What is needed: Each entry needs to be reproduced exactly, with none left out.
START Working data
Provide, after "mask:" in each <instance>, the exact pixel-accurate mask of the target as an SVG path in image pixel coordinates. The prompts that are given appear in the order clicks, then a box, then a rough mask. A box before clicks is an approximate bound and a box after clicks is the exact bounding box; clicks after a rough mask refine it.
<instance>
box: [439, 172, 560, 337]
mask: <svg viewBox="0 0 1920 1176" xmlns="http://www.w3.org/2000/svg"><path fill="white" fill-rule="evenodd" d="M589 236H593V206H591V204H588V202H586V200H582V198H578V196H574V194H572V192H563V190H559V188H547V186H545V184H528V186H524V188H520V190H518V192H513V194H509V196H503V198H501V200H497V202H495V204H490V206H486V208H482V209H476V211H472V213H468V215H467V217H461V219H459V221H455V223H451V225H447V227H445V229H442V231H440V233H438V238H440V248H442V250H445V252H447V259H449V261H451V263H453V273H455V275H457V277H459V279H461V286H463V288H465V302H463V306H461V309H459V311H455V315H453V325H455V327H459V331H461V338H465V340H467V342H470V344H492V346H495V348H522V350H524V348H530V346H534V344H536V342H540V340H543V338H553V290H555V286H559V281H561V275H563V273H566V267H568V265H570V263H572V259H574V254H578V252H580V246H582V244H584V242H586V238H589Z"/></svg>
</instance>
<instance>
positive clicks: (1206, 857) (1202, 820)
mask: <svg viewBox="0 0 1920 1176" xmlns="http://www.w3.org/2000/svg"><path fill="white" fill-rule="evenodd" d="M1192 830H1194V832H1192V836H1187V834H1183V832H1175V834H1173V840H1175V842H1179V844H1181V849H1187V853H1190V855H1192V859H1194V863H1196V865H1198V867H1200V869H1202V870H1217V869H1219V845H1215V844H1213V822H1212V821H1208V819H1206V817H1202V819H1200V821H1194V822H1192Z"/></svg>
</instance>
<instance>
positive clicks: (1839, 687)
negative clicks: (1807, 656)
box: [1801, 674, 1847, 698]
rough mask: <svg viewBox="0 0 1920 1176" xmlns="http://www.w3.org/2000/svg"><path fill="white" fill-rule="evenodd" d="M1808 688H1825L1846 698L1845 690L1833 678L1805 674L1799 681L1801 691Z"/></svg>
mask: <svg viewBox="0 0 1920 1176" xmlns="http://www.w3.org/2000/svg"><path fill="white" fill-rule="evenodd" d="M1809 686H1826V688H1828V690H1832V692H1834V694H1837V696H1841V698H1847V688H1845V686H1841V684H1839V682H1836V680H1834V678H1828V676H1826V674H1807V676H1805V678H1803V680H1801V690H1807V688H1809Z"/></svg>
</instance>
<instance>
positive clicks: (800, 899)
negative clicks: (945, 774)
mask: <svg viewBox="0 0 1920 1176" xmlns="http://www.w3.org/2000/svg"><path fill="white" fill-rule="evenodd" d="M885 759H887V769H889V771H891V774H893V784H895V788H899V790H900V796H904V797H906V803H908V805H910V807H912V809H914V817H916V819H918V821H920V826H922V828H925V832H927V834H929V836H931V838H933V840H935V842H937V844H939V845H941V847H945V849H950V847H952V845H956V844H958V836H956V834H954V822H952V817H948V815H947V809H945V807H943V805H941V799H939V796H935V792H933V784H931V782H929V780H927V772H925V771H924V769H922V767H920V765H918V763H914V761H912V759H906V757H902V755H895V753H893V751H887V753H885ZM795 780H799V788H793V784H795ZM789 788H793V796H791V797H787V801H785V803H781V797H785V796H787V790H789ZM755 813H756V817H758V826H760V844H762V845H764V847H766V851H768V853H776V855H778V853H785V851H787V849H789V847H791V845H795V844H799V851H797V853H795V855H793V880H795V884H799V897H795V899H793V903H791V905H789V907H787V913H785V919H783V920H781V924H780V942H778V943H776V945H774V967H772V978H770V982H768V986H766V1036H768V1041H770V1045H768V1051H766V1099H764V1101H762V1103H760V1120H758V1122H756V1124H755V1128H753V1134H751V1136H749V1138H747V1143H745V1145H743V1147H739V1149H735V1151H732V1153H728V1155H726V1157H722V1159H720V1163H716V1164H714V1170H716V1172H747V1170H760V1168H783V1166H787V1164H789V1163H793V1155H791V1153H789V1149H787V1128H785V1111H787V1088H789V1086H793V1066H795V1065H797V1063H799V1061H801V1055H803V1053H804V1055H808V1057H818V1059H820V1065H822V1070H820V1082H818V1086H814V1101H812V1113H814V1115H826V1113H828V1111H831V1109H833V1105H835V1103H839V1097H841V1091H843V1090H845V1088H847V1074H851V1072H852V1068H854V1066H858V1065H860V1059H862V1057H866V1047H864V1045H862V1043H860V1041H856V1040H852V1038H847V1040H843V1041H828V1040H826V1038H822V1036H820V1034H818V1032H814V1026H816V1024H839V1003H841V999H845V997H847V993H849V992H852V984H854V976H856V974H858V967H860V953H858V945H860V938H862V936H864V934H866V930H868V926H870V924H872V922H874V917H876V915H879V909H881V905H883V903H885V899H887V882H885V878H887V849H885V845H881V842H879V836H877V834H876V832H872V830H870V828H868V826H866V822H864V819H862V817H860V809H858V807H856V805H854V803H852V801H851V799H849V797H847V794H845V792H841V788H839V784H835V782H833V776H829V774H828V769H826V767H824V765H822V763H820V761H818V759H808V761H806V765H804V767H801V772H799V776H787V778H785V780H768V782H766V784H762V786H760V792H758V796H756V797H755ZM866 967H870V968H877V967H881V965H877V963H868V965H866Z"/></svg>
END Working data
Finished exercise:
Provide, after "mask:" in each <instance>, the exact pixel-accurate mask of the target as an SVG path in image pixel coordinates. The prompts that are given appear in the order clicks, then a box, then a rough mask. A box before clicks is an approximate bound and a box after clicks is the exact bounding box; clicks after a rough mask refine it.
<instance>
box: [439, 172, 560, 337]
mask: <svg viewBox="0 0 1920 1176" xmlns="http://www.w3.org/2000/svg"><path fill="white" fill-rule="evenodd" d="M589 236H593V206H591V204H588V202H586V200H582V198H578V196H574V194H572V192H563V190H559V188H547V186H545V184H528V186H524V188H520V190H518V192H513V194H509V196H503V198H501V200H497V202H495V204H490V206H486V208H482V209H476V211H472V213H468V215H467V217H461V219H459V221H455V223H451V225H447V227H445V229H442V231H440V233H438V238H440V248H442V250H445V252H447V259H449V261H451V263H453V273H455V275H457V277H459V279H461V286H463V288H465V302H463V306H461V309H459V311H455V315H453V325H455V327H459V331H461V338H465V340H467V342H470V344H492V346H495V348H522V350H524V348H530V346H534V344H536V342H540V340H543V338H553V290H555V286H559V281H561V275H563V273H566V267H568V265H570V263H572V259H574V254H578V252H580V246H582V244H584V242H586V238H589Z"/></svg>
</instance>
<instance>
positive clicks: (1206, 857) (1202, 820)
mask: <svg viewBox="0 0 1920 1176" xmlns="http://www.w3.org/2000/svg"><path fill="white" fill-rule="evenodd" d="M1192 830H1194V832H1192V836H1187V834H1183V832H1175V834H1173V840H1175V842H1179V844H1181V849H1187V853H1190V855H1192V859H1194V863H1196V865H1198V867H1200V869H1202V870H1217V869H1219V845H1215V844H1213V822H1212V821H1208V819H1206V817H1202V819H1200V821H1194V822H1192Z"/></svg>
</instance>
<instance>
positive clicks: (1839, 687)
negative clicks: (1807, 656)
box: [1801, 674, 1847, 698]
rough mask: <svg viewBox="0 0 1920 1176" xmlns="http://www.w3.org/2000/svg"><path fill="white" fill-rule="evenodd" d="M1808 688H1825L1846 698L1845 690L1833 678L1805 674L1799 681L1801 691Z"/></svg>
mask: <svg viewBox="0 0 1920 1176" xmlns="http://www.w3.org/2000/svg"><path fill="white" fill-rule="evenodd" d="M1809 686H1826V688H1828V690H1832V692H1834V694H1837V696H1841V698H1847V688H1845V686H1841V684H1839V682H1836V680H1834V678H1828V676H1826V674H1807V676H1805V678H1803V680H1801V690H1807V688H1809Z"/></svg>
</instance>
<instance>
positive clicks: (800, 899)
negative clicks: (945, 774)
mask: <svg viewBox="0 0 1920 1176" xmlns="http://www.w3.org/2000/svg"><path fill="white" fill-rule="evenodd" d="M885 759H887V769H889V771H891V774H893V784H895V788H899V790H900V796H904V797H906V803H908V805H910V807H912V809H914V817H916V819H918V821H920V826H922V828H925V832H927V834H929V836H931V838H933V840H935V842H937V844H939V845H941V847H945V849H950V847H952V845H956V844H958V836H956V834H954V822H952V817H948V815H947V809H945V807H943V805H941V799H939V796H935V792H933V784H931V782H929V780H927V772H925V771H924V769H922V767H920V765H918V763H914V761H912V759H906V757H902V755H895V753H893V751H887V753H885ZM795 780H799V788H793V784H795ZM789 788H793V796H791V797H787V801H785V803H781V797H785V796H787V790H789ZM755 813H756V817H758V826H760V844H762V845H764V847H766V851H768V853H776V855H778V853H785V851H787V849H789V847H791V845H795V844H799V851H797V853H795V855H793V880H795V884H799V897H795V899H793V903H791V905H789V907H787V913H785V919H783V920H781V924H780V942H778V943H776V945H774V967H772V978H770V982H768V986H766V1036H768V1041H770V1045H768V1051H766V1099H764V1101H762V1103H760V1120H758V1122H756V1124H755V1128H753V1134H751V1136H749V1138H747V1143H745V1145H743V1147H739V1149H735V1151H732V1153H728V1155H726V1157H722V1159H720V1163H716V1164H714V1170H716V1172H747V1170H760V1168H783V1166H787V1164H789V1163H793V1155H791V1153H789V1149H787V1128H785V1111H787V1088H789V1086H793V1066H795V1065H797V1063H799V1061H801V1055H803V1053H804V1055H808V1057H818V1059H820V1065H822V1070H820V1082H818V1086H814V1101H812V1113H814V1115H826V1113H828V1111H831V1109H833V1105H835V1103H839V1097H841V1091H843V1090H845V1088H847V1074H851V1072H852V1068H854V1066H858V1065H860V1059H862V1057H866V1047H864V1045H862V1043H860V1041H856V1040H852V1038H847V1040H843V1041H828V1040H826V1038H822V1036H820V1034H818V1032H814V1026H816V1024H839V1003H841V999H845V997H847V993H849V992H852V984H854V976H856V974H858V967H860V953H858V945H860V938H862V936H864V934H866V930H868V926H870V924H872V922H874V917H876V915H879V909H881V905H883V903H885V899H887V882H885V878H887V849H885V845H881V842H879V836H877V834H876V832H872V830H870V828H868V826H866V822H864V819H862V817H860V809H858V807H856V805H854V803H852V801H851V799H849V797H847V794H845V792H841V788H839V784H835V782H833V776H829V774H828V769H826V767H824V765H822V763H820V761H818V759H808V761H806V765H804V767H801V772H799V776H787V778H785V780H768V782H766V784H762V786H760V792H758V796H756V797H755ZM866 967H870V968H877V967H881V965H877V963H868V965H866Z"/></svg>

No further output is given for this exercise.